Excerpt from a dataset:
───
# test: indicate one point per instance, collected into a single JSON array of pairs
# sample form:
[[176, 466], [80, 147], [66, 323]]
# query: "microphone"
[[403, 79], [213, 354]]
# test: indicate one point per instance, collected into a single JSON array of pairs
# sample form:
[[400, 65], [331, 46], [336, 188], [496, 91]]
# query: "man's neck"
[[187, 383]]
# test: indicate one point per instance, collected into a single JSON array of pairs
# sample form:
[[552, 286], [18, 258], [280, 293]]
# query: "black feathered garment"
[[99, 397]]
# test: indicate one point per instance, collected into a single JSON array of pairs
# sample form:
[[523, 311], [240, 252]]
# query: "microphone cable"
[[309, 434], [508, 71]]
───
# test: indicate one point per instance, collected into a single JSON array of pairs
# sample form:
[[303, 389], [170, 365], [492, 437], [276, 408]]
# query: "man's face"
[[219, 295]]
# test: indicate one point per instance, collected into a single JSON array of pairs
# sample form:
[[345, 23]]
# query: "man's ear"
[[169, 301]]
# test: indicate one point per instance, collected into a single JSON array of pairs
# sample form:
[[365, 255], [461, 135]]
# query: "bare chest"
───
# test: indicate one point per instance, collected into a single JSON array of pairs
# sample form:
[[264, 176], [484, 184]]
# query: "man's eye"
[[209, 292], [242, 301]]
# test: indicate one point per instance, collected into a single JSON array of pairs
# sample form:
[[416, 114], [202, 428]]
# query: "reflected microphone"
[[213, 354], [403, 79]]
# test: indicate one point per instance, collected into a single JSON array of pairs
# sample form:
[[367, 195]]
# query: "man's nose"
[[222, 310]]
───
EXERCISE PROMPT |
Extract every line of the entries above that contains the string "query", matching case exactly.

RIGHT ANSWER |
# query: "microphone"
# query: "man's neck"
# query: "black feathered garment"
# query: "microphone cable"
# query: "man's face"
# query: "man's ear"
# query: "bare chest"
# query: "man's eye"
# query: "reflected microphone"
# query: "man's nose"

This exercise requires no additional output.